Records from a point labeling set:
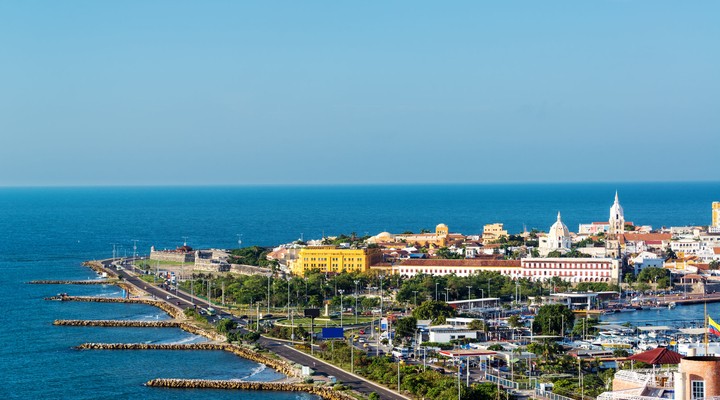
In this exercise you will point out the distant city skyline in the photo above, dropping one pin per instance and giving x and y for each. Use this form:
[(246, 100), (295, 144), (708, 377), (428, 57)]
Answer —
[(248, 93)]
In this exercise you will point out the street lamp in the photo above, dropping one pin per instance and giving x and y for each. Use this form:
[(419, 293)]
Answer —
[(341, 292), (356, 283)]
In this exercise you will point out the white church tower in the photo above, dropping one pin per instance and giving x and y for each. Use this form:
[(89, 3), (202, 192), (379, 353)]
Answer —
[(617, 229), (617, 218), (557, 239)]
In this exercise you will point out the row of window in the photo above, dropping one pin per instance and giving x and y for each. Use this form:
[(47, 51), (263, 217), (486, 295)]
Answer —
[(568, 265)]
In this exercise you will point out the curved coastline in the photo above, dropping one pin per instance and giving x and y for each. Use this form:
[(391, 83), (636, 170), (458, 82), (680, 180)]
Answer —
[(282, 366), (324, 392)]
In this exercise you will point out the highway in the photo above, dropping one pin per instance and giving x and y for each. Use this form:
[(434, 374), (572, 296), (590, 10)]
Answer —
[(276, 346)]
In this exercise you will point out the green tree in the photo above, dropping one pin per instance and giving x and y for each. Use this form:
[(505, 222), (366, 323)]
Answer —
[(225, 325), (551, 318), (406, 327), (434, 310)]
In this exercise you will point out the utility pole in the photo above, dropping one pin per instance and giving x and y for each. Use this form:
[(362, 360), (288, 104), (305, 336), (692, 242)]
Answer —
[(269, 277), (341, 308), (356, 295), (134, 248)]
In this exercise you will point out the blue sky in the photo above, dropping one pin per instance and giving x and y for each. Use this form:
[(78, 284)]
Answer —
[(231, 92)]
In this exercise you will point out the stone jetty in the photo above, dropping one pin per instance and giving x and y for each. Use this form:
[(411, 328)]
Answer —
[(98, 267), (281, 366), (118, 324), (172, 311), (83, 282), (150, 346), (324, 392)]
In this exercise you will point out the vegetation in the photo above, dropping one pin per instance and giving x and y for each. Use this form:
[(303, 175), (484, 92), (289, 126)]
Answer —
[(253, 255), (551, 319), (437, 311)]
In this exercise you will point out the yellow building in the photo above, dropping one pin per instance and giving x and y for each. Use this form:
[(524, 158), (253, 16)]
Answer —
[(437, 239), (492, 232), (333, 259)]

• [WHAT YOU NEED TO DO] Rewrite all of the material above, replacing "photo above" with "image above" and changing nothing else. Leave the pictures out of your answer.

• [FINAL RESULT]
In this exercise you will point out the distant city skyline in the image above, dropping one pin per instance and giving x and y for each. Use this form:
[(246, 100), (295, 144), (708, 377), (428, 57)]
Answer —
[(248, 93)]
In this exercise you will point out the street lamp in the image above, dropping one pin per instance and giving x and y for each. Use this form:
[(419, 293)]
Answer —
[(341, 292), (356, 283)]
In this exercise you will point out the white church tower in the image above, dropping one pin per instance and giving x and y for each. Use this form:
[(89, 3), (202, 192), (379, 353)]
Answer —
[(617, 229), (617, 218), (557, 239)]
In this exercise you will point out the row of window in the image above, dropping one pin per instance and giving x and y for each. Use this form:
[(47, 51), (263, 217), (486, 295)]
Answer —
[(568, 265)]
In this exercise you will point out the curved coastline in the image above, dropping one pin per instance and giving x and y for each. Use this form:
[(391, 83), (636, 170), (458, 82), (680, 180)]
Answer —
[(282, 366), (324, 392)]
In this exercise you will point out the highway in the image above, dropping one pin per instance and giving x and y for each. Use this form:
[(434, 374), (572, 296), (590, 10)]
Answer —
[(276, 346)]
In this exercise you will point out the green tree in the image above, dropping one pin per instance and giving x and y for each. Use this form:
[(505, 222), (366, 323)]
Answer —
[(225, 325), (551, 318), (406, 327), (434, 310)]
In this exercise you will point out the utility pole in the image above, dropping one pin per instance and giving x and y for each. Use this form:
[(362, 360), (288, 104), (305, 336), (692, 242)]
Answer —
[(269, 277), (341, 308), (356, 295), (134, 248)]
In this exercise you will point out the blue sky in the image above, dropping one pin per instance and giving x and y for each. Use this form:
[(78, 284)]
Answer —
[(231, 92)]
In this exercise you will point out the stone jetty in the image above, dropping one pin per instance and giving x and y for each. Use this form:
[(411, 328)]
Answer —
[(98, 267), (281, 366), (118, 324), (172, 311), (83, 282), (150, 346), (324, 392)]
In this exercise you will point out the vegetation in the image above, dropping one pin per instance and giving x and y for each. Use this form:
[(303, 175), (484, 92), (289, 126)]
Answer —
[(253, 255), (551, 319), (437, 311)]
In this exercise you will point out the yellow building in the image above, dropping one pin per instance and giving x and y for each. Use this form:
[(524, 158), (253, 16)]
Answer —
[(437, 239), (492, 232), (333, 259)]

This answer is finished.